■ About this exercise ■
Output exactly the lines that run from the start of the records to the line with "paw by writing its bounding box.", counting both ends, and skip the pictures.

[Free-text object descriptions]

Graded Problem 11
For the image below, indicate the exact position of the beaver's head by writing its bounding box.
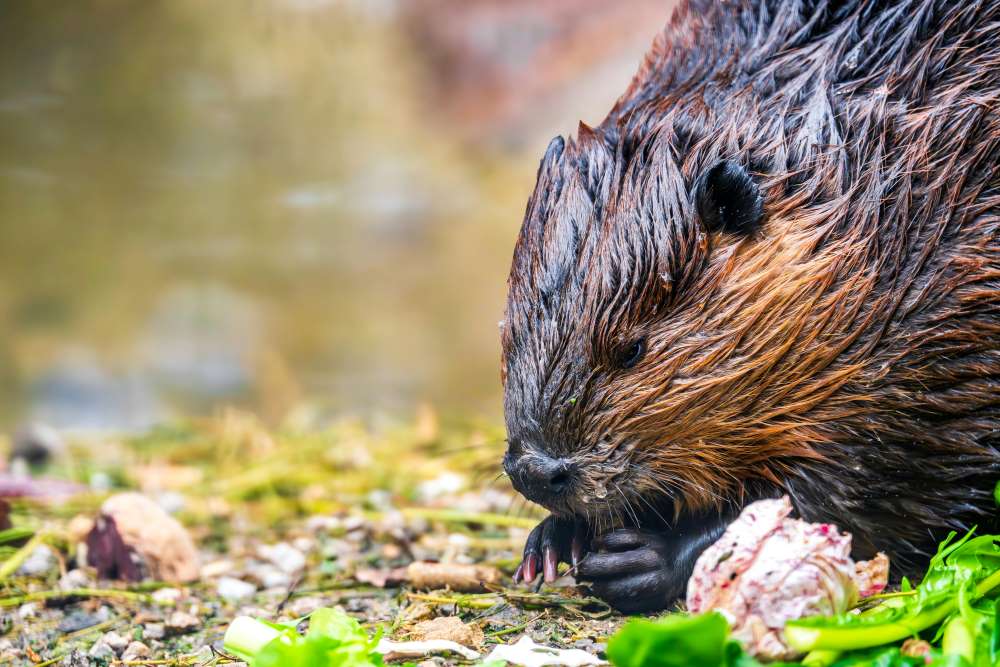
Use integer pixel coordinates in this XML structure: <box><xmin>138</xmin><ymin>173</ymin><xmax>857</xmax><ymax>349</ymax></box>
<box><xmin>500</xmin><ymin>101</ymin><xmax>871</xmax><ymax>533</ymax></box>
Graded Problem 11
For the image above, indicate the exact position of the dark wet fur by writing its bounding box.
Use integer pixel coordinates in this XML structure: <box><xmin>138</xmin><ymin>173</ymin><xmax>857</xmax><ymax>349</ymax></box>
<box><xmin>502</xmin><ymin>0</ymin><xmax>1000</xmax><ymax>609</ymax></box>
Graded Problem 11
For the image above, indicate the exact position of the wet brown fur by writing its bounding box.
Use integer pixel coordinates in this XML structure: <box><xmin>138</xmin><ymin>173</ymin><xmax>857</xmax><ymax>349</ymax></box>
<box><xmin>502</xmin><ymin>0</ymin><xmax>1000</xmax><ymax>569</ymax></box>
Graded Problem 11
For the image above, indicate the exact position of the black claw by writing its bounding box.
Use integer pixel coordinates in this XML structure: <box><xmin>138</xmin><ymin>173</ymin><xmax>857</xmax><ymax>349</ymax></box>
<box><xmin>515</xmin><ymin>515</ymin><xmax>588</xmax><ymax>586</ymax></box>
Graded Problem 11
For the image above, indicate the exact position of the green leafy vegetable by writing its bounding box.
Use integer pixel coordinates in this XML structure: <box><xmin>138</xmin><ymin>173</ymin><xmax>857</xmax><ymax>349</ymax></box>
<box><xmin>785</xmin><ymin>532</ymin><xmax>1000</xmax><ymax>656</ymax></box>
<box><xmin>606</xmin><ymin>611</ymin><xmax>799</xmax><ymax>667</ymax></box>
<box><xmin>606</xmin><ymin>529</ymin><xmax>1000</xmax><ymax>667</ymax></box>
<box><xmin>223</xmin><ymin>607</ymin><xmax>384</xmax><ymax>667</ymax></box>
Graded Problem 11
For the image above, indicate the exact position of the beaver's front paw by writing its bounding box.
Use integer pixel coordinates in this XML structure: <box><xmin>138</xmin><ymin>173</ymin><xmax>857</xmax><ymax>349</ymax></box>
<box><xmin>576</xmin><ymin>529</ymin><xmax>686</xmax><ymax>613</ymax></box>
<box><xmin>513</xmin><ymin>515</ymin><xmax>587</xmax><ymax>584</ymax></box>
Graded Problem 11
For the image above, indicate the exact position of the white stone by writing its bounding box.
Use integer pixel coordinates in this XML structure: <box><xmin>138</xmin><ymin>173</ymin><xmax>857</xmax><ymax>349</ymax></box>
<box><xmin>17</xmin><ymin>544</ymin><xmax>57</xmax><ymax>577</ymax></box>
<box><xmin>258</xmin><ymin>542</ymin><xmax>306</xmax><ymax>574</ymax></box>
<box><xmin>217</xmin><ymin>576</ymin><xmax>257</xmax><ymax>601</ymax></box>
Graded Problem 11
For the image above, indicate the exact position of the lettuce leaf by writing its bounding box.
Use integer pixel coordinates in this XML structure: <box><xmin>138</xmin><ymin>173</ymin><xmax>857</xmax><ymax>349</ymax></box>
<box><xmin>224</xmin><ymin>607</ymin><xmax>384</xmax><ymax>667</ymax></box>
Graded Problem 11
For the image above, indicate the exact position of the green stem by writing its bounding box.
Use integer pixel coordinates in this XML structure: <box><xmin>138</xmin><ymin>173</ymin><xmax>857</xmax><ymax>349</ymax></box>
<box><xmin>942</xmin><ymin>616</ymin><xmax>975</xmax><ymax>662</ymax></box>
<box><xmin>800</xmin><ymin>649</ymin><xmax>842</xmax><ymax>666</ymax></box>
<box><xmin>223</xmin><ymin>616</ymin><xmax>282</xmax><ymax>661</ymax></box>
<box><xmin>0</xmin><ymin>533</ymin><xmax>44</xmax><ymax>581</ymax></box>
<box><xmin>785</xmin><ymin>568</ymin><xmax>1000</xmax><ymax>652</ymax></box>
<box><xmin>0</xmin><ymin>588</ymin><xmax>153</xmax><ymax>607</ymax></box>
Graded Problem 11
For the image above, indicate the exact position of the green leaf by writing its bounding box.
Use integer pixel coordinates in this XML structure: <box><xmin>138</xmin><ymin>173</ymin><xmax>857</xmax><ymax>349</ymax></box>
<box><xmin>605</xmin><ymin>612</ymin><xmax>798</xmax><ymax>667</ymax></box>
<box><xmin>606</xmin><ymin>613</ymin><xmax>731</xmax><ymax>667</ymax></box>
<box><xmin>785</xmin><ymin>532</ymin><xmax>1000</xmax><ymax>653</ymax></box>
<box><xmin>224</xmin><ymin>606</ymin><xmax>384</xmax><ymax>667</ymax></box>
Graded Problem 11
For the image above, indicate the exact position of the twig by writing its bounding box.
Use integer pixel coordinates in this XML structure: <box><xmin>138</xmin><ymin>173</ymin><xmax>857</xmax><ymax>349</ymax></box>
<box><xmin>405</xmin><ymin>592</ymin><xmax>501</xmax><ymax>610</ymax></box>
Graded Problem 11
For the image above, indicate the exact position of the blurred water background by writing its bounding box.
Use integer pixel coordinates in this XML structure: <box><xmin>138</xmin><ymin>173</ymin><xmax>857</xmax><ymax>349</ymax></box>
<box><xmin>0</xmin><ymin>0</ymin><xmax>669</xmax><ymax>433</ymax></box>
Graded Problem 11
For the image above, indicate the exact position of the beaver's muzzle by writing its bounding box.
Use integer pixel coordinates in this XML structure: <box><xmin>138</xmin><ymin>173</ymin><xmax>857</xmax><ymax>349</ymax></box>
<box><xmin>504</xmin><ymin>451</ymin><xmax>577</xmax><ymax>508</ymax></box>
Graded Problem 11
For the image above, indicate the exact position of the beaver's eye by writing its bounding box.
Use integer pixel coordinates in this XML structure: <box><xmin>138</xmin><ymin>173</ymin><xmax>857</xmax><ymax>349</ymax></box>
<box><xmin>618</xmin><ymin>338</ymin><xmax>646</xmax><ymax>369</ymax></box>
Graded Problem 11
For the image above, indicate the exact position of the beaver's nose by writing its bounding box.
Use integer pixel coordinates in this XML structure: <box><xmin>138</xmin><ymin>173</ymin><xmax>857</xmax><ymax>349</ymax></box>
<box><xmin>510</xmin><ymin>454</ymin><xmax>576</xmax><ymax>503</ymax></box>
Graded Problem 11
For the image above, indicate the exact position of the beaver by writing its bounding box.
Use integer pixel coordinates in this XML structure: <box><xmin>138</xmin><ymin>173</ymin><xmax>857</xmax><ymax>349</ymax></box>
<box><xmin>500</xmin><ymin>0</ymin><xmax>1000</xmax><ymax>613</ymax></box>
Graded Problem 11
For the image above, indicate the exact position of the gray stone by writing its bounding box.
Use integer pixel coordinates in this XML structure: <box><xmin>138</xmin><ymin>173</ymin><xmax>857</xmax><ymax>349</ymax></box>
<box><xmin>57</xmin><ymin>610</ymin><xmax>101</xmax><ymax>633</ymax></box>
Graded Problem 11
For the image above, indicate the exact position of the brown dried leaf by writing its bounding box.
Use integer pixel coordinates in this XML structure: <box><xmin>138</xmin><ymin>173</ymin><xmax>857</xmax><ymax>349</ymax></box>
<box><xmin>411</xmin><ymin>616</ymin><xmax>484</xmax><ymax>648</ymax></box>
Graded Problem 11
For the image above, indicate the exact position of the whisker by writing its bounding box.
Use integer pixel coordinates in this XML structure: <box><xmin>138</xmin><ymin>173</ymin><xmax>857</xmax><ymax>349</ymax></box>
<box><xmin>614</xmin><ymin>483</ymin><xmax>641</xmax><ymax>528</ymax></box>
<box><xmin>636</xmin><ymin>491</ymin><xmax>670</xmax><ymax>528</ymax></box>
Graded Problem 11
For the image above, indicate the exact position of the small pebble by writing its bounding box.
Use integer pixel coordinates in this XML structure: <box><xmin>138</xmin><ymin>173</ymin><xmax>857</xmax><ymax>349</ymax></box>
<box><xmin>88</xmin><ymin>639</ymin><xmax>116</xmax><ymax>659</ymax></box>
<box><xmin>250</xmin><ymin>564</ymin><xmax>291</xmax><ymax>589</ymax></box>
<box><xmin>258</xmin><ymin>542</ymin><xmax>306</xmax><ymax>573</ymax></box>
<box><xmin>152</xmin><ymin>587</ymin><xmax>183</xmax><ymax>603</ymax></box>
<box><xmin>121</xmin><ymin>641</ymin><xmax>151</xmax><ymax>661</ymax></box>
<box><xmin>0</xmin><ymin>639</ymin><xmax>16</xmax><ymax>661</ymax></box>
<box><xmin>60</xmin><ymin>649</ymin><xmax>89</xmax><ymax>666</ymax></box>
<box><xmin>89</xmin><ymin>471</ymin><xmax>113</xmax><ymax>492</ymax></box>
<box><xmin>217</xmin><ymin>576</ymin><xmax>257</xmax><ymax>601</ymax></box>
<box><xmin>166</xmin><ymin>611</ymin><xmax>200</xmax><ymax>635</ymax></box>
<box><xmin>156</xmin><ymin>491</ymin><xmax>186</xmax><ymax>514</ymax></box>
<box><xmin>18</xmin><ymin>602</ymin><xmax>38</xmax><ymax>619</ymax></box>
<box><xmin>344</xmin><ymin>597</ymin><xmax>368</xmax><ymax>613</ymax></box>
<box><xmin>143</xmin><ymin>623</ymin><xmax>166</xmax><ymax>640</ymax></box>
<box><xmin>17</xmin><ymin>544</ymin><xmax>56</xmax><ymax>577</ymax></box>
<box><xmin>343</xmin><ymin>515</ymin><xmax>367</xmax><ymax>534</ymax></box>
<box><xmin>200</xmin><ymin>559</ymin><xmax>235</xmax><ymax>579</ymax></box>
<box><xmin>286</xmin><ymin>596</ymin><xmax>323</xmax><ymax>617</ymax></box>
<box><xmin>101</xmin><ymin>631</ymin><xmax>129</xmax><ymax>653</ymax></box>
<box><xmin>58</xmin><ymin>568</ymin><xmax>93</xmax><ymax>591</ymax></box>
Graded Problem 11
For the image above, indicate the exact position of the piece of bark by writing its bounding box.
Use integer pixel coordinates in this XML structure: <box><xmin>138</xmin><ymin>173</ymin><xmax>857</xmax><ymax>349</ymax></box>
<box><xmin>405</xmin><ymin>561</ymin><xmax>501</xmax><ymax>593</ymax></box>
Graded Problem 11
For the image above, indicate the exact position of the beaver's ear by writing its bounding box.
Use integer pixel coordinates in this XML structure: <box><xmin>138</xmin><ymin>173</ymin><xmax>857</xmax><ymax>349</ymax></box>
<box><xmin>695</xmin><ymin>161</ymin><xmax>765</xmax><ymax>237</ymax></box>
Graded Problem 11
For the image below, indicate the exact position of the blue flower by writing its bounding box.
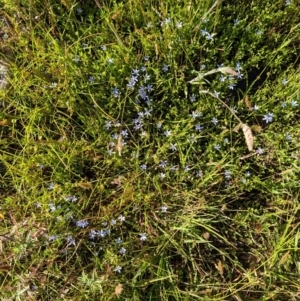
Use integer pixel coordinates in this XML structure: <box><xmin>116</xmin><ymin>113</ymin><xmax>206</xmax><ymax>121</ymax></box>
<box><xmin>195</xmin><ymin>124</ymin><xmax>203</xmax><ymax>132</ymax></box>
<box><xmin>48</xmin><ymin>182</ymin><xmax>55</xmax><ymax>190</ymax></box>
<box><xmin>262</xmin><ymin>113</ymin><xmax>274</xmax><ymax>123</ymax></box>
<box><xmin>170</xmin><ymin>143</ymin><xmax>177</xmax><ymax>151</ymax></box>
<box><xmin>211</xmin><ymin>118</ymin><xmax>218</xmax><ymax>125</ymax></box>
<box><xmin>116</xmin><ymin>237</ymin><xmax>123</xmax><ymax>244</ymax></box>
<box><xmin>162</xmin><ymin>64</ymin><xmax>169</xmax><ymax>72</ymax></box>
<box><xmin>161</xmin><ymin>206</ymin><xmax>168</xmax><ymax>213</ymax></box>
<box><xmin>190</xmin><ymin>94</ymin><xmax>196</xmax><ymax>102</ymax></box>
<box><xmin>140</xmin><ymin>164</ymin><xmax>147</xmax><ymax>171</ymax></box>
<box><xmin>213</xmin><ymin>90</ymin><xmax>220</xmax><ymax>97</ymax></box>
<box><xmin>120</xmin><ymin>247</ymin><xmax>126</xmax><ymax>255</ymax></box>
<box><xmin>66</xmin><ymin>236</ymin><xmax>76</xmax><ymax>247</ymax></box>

■ Completed exercise ■
Graded Problem 11
For the image below, indicate the exact position of the beaver's head by writing its bounding box.
Use integer pixel coordinates in this XML structure: <box><xmin>138</xmin><ymin>173</ymin><xmax>857</xmax><ymax>349</ymax></box>
<box><xmin>500</xmin><ymin>101</ymin><xmax>871</xmax><ymax>533</ymax></box>
Graded Problem 11
For the image above, indicate the exact position of the dark wet fur by writing its bounding box.
Use integer pixel coordinates in this XML structure: <box><xmin>138</xmin><ymin>173</ymin><xmax>857</xmax><ymax>349</ymax></box>
<box><xmin>502</xmin><ymin>0</ymin><xmax>1000</xmax><ymax>609</ymax></box>
Graded Problem 11
For the image above, indicate the exact position of the wet brown fur by writing its bounding box.
Use integer pixel coordinates in this XML structure: <box><xmin>138</xmin><ymin>173</ymin><xmax>857</xmax><ymax>349</ymax></box>
<box><xmin>502</xmin><ymin>0</ymin><xmax>1000</xmax><ymax>569</ymax></box>
Graded Problem 11
For the image above, indicate the exact position of the black claw by writing its bounding box.
Use integer pixel coordinates in this XML structure: <box><xmin>138</xmin><ymin>173</ymin><xmax>857</xmax><ymax>349</ymax></box>
<box><xmin>515</xmin><ymin>515</ymin><xmax>588</xmax><ymax>586</ymax></box>
Graded Problem 11
For the image above, indicate the exact position of the green leafy vegetable by writing its bounding box.
Use integer pixel coordinates in this XML structure: <box><xmin>138</xmin><ymin>173</ymin><xmax>857</xmax><ymax>349</ymax></box>
<box><xmin>785</xmin><ymin>532</ymin><xmax>1000</xmax><ymax>656</ymax></box>
<box><xmin>606</xmin><ymin>611</ymin><xmax>799</xmax><ymax>667</ymax></box>
<box><xmin>606</xmin><ymin>529</ymin><xmax>1000</xmax><ymax>667</ymax></box>
<box><xmin>223</xmin><ymin>607</ymin><xmax>384</xmax><ymax>667</ymax></box>
Graded Problem 11
For the image above, indicate the exact position of the beaver's front paw by writing its bounding box.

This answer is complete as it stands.